Lines in the listing below that include the word "wooden" need to be copied.

----------

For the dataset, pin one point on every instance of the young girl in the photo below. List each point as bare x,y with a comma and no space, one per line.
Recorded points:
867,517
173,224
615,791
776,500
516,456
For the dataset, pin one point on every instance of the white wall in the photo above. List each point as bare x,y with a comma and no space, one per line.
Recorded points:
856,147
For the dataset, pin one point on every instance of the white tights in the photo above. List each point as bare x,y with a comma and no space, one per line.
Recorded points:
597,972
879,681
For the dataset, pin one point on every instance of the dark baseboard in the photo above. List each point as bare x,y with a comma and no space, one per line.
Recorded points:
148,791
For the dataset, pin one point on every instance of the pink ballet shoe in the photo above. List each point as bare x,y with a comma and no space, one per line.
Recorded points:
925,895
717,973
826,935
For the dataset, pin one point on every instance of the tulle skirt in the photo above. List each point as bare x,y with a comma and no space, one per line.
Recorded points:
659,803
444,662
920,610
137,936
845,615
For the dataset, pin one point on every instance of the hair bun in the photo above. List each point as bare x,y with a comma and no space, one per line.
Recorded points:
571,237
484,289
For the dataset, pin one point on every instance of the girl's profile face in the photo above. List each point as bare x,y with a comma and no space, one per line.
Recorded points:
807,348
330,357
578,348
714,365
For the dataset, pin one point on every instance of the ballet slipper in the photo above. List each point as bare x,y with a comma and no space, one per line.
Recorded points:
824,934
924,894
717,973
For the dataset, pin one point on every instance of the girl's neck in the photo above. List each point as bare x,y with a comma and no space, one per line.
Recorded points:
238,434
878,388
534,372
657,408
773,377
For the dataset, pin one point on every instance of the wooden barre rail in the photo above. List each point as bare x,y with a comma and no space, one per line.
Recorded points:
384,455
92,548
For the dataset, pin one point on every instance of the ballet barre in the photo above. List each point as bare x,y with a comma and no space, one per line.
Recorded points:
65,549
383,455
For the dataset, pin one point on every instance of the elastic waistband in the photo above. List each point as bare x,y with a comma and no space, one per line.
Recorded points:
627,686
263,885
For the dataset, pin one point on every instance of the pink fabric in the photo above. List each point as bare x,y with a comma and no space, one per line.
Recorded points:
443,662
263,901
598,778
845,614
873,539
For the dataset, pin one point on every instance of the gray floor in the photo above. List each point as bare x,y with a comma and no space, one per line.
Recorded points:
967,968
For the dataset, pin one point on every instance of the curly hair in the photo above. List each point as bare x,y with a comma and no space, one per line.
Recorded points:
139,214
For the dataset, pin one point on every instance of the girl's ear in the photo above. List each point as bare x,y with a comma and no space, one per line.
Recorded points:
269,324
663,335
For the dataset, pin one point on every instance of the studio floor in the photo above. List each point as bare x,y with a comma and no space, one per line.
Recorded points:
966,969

----------

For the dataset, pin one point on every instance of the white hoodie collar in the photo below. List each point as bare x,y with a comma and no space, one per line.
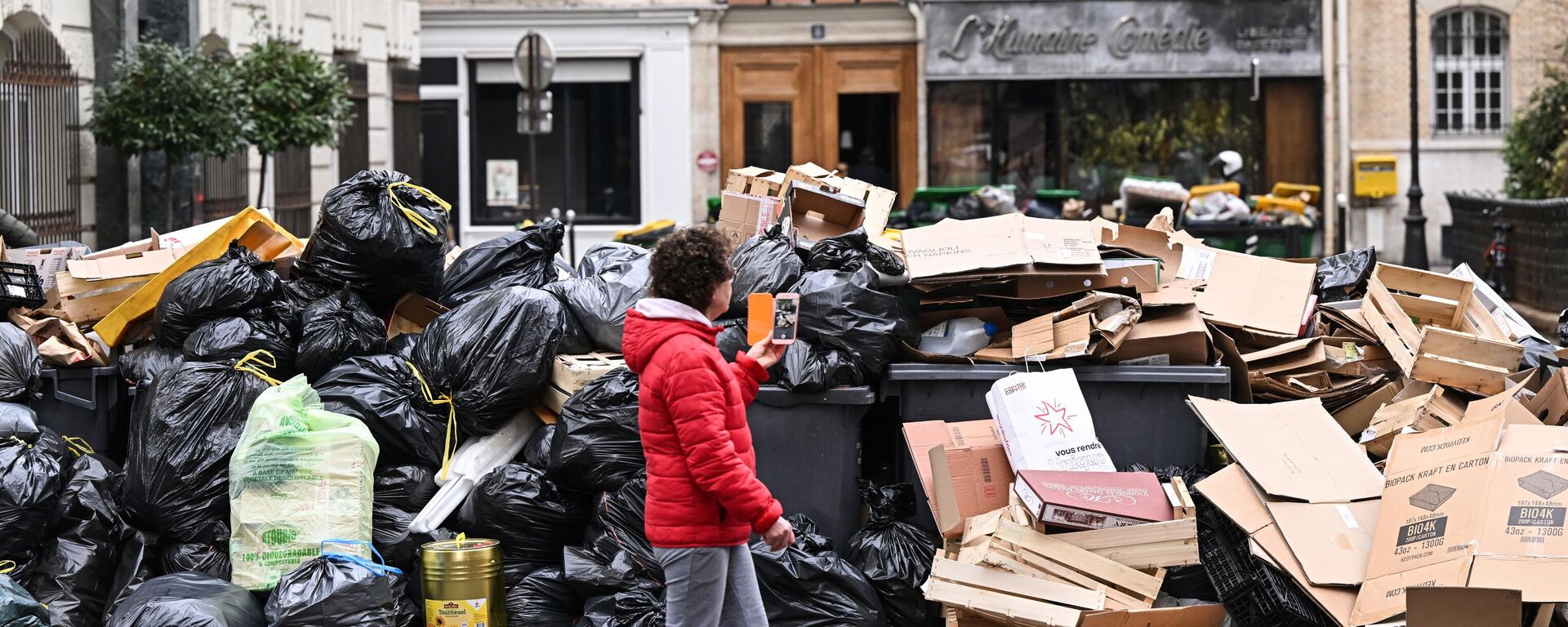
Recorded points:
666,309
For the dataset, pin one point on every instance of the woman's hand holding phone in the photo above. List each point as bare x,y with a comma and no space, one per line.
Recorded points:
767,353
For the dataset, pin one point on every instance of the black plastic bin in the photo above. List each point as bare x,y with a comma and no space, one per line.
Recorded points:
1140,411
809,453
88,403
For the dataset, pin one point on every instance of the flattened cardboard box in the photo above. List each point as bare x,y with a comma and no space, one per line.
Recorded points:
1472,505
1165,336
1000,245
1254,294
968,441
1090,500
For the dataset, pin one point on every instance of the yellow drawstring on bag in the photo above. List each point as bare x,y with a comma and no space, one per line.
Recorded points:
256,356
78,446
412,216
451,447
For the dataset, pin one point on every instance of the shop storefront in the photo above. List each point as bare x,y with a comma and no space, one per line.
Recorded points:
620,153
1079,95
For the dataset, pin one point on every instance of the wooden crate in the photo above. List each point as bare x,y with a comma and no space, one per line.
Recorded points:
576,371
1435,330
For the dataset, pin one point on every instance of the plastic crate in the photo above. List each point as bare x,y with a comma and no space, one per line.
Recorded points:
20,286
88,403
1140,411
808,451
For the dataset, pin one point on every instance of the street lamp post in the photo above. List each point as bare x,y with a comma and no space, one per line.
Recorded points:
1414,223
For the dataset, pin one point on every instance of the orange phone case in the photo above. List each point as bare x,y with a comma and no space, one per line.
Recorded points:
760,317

----------

### Solution to the exercise
For the dataset, pin one point on every instance of the wooden barre rail in the photo above. List each point as bare x,y with a comma and no space, one per line.
For the dataset, pin one point on every instance of the wooden crate in the photo above. List each point as bare x,y with a comma and no space, one per line.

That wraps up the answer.